START Data excerpts

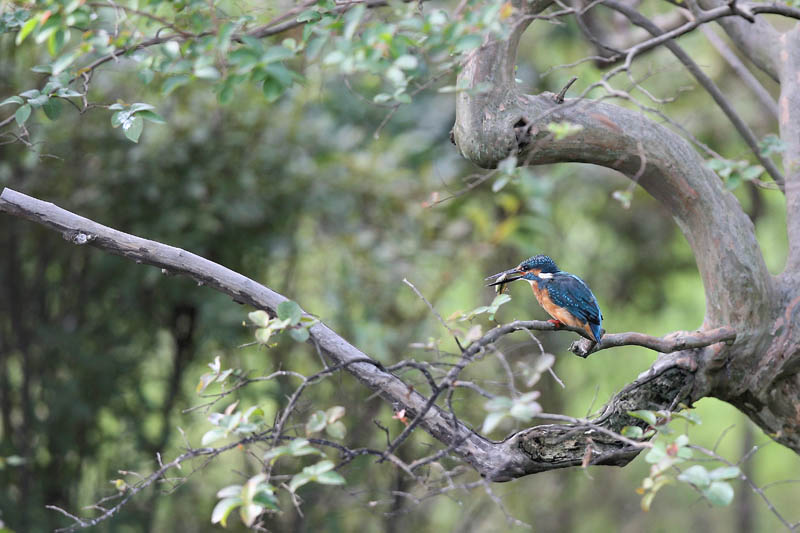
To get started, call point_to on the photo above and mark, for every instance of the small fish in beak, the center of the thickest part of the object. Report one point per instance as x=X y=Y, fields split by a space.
x=501 y=279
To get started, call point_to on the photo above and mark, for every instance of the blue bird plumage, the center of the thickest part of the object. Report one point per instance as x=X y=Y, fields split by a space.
x=564 y=296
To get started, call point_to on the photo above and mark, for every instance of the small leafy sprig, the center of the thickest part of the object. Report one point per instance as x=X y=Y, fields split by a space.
x=290 y=318
x=668 y=455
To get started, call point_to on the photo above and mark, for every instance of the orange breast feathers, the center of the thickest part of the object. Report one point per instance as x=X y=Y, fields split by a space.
x=559 y=313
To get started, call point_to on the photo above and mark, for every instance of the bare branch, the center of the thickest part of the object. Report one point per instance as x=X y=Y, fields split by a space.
x=514 y=457
x=741 y=70
x=758 y=40
x=744 y=130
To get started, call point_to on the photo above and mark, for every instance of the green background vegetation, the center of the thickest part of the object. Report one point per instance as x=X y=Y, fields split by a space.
x=101 y=356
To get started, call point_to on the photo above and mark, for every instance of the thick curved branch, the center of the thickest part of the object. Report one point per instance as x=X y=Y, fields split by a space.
x=744 y=130
x=679 y=340
x=492 y=125
x=789 y=122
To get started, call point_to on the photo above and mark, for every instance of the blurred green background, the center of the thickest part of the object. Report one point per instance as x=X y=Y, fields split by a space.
x=99 y=356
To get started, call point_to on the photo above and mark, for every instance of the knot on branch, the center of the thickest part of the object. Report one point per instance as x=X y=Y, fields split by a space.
x=78 y=237
x=598 y=441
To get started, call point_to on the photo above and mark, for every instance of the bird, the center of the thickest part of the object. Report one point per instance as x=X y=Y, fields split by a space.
x=564 y=296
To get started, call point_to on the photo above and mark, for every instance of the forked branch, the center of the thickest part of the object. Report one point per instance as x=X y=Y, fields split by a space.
x=497 y=461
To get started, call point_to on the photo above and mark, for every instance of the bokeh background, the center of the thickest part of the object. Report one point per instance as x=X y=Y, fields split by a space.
x=99 y=357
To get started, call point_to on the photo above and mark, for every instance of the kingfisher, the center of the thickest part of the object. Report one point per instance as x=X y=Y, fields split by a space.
x=564 y=296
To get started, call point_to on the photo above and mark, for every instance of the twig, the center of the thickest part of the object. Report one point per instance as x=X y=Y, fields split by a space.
x=559 y=98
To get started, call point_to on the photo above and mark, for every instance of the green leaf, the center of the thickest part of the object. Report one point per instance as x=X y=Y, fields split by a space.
x=266 y=499
x=39 y=101
x=230 y=491
x=309 y=15
x=468 y=42
x=263 y=335
x=223 y=508
x=524 y=411
x=632 y=432
x=682 y=440
x=725 y=472
x=719 y=493
x=697 y=475
x=352 y=20
x=133 y=129
x=22 y=114
x=272 y=89
x=316 y=422
x=140 y=106
x=753 y=172
x=27 y=28
x=151 y=116
x=172 y=83
x=212 y=435
x=299 y=480
x=337 y=430
x=207 y=72
x=656 y=453
x=63 y=62
x=689 y=417
x=500 y=183
x=491 y=421
x=12 y=100
x=299 y=334
x=290 y=310
x=330 y=478
x=406 y=62
x=320 y=467
x=52 y=108
x=562 y=130
x=499 y=403
x=259 y=318
x=334 y=413
x=647 y=416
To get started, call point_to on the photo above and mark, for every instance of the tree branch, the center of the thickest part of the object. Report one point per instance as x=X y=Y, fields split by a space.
x=789 y=123
x=501 y=121
x=757 y=40
x=744 y=130
x=741 y=70
x=497 y=461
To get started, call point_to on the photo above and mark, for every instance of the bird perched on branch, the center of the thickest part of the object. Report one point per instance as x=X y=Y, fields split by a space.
x=564 y=296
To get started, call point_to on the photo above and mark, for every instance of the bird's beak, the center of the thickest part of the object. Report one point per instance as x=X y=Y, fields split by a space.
x=506 y=277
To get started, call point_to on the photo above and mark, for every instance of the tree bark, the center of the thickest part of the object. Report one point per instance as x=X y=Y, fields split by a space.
x=534 y=450
x=758 y=373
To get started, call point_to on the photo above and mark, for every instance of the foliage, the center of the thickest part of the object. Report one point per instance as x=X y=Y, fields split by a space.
x=668 y=456
x=286 y=184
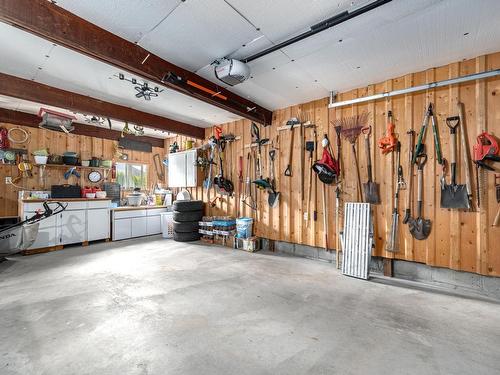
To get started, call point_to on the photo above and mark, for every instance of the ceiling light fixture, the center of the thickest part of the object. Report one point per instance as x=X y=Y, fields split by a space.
x=143 y=89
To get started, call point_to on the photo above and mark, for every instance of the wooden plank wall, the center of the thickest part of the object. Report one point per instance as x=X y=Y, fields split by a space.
x=59 y=143
x=459 y=240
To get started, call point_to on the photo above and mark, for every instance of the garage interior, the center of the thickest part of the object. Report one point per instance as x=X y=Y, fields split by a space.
x=225 y=186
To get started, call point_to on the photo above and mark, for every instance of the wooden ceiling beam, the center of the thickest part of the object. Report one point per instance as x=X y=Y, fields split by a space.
x=51 y=22
x=36 y=92
x=9 y=116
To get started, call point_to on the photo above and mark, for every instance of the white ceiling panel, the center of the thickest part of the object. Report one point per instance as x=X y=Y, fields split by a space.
x=33 y=108
x=281 y=19
x=198 y=32
x=87 y=76
x=33 y=54
x=130 y=19
x=397 y=38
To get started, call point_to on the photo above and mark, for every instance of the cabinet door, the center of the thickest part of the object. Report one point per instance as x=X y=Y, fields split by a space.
x=122 y=229
x=177 y=170
x=47 y=233
x=139 y=226
x=153 y=225
x=73 y=227
x=191 y=169
x=98 y=224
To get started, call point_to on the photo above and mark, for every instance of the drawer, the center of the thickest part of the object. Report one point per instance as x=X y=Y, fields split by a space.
x=156 y=211
x=128 y=214
x=76 y=206
x=98 y=204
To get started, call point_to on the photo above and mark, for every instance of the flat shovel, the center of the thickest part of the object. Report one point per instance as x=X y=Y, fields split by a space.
x=453 y=195
x=370 y=188
x=274 y=196
x=420 y=228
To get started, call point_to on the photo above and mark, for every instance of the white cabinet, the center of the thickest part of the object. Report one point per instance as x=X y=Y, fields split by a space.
x=122 y=229
x=191 y=168
x=177 y=170
x=98 y=224
x=182 y=169
x=73 y=227
x=81 y=221
x=153 y=225
x=130 y=223
x=139 y=227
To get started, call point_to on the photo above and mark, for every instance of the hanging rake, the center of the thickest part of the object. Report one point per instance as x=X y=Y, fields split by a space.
x=351 y=129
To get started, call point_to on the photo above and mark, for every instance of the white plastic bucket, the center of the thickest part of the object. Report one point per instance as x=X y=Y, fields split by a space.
x=244 y=227
x=167 y=225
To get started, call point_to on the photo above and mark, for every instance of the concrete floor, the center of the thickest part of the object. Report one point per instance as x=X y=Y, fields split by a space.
x=153 y=306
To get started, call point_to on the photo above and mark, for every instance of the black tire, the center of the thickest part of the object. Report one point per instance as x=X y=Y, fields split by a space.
x=186 y=237
x=185 y=206
x=188 y=216
x=186 y=227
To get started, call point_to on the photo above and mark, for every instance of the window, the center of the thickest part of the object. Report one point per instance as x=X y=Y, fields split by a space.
x=131 y=176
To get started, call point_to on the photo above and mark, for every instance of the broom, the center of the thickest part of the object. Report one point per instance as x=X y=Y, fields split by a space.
x=350 y=130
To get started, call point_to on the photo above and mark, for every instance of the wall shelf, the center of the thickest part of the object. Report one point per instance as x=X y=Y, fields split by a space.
x=65 y=166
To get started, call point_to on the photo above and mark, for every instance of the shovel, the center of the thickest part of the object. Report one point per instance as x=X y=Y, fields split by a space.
x=420 y=228
x=370 y=188
x=453 y=195
x=273 y=195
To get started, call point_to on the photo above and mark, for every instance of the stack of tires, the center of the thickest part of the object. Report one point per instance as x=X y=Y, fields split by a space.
x=187 y=214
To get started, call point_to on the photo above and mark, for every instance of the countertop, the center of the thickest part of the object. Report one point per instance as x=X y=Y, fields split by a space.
x=132 y=208
x=63 y=200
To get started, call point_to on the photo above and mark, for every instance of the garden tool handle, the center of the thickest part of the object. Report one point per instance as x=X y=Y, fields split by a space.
x=437 y=144
x=496 y=221
x=453 y=123
x=453 y=160
x=420 y=174
x=467 y=163
x=421 y=160
x=367 y=131
x=288 y=170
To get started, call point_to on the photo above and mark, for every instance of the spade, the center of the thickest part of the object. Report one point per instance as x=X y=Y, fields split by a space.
x=420 y=228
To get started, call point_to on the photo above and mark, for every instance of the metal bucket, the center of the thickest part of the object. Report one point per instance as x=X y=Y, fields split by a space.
x=17 y=238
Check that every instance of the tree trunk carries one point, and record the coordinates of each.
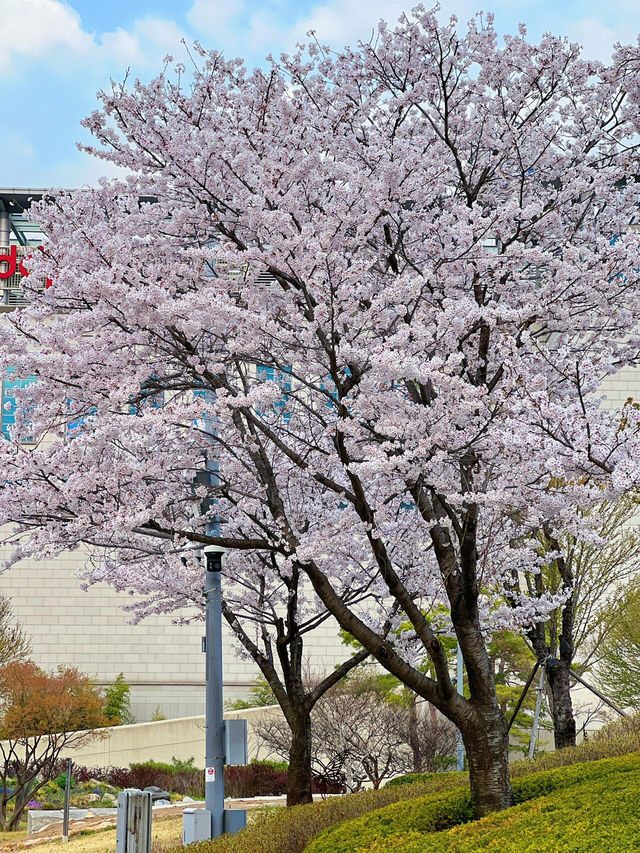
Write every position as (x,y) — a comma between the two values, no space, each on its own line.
(299,780)
(414,740)
(487,746)
(564,724)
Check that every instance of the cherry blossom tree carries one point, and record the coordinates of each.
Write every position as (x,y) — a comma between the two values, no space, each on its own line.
(394,277)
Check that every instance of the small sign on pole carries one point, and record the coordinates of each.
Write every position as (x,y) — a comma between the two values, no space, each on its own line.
(67,796)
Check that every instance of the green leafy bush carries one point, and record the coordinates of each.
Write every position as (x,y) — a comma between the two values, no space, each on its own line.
(291,830)
(117,702)
(591,818)
(429,814)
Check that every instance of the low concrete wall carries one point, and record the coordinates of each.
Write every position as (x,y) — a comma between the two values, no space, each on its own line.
(162,740)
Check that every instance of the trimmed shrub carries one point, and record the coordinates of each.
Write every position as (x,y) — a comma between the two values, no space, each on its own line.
(430,814)
(594,817)
(291,830)
(257,779)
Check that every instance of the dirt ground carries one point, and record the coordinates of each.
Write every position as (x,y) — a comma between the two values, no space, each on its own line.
(98,834)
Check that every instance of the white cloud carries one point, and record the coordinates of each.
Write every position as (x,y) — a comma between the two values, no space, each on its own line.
(50,31)
(347,21)
(210,17)
(597,38)
(36,28)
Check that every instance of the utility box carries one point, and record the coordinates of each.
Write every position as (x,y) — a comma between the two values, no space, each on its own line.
(196,826)
(234,820)
(133,833)
(235,742)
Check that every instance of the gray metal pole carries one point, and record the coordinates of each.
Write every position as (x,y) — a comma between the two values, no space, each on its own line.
(214,720)
(67,797)
(460,687)
(214,711)
(536,715)
(5,226)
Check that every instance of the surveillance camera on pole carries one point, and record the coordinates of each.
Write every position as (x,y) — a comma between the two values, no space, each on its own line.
(214,557)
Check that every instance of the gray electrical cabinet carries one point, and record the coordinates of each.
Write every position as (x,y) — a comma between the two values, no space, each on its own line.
(196,826)
(133,834)
(235,741)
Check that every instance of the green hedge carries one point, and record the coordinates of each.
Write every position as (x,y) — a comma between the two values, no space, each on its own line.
(430,813)
(619,738)
(291,830)
(598,816)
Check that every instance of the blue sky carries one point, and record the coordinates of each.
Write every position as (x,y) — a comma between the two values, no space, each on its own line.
(56,55)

END Data excerpts

__Problem description__
Return, with no change at all, every line in the entries above from the line containing "Check that every instance of the low" through the line containing "Check that every instance of the white".

__Answer box__
Check that every instance of the low concrete wall carries one point, and record the coordinates of each.
Write every position as (x,y) — a comma between the two values, no space, each on its own line.
(162,740)
Check that every instance of the trimmed shrub carries one point, and record the coordinates of each.
Write every position as (x,y) — a comma between the two values, no space, each on its own line.
(430,814)
(594,817)
(291,830)
(257,779)
Check that every instance of the dirt ground carries one point, and record the coordinates of each.
Write every position as (x,y) — a comma between the two values, no space, each on its own line.
(98,834)
Check that every instance of the white cloud carries one point, and record the coordinates of each.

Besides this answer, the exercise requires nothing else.